## GOAL OF THE EXERCISE
Quote each of the following records line for line, with no changes.

## DATA SUPPLIED
▼

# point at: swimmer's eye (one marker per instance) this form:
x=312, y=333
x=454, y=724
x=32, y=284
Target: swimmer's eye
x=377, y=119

▲

## EXERCISE OUTPUT
# point at: swimmer's eye (one marker per instance) this form:
x=312, y=333
x=454, y=724
x=32, y=284
Target: swimmer's eye
x=377, y=119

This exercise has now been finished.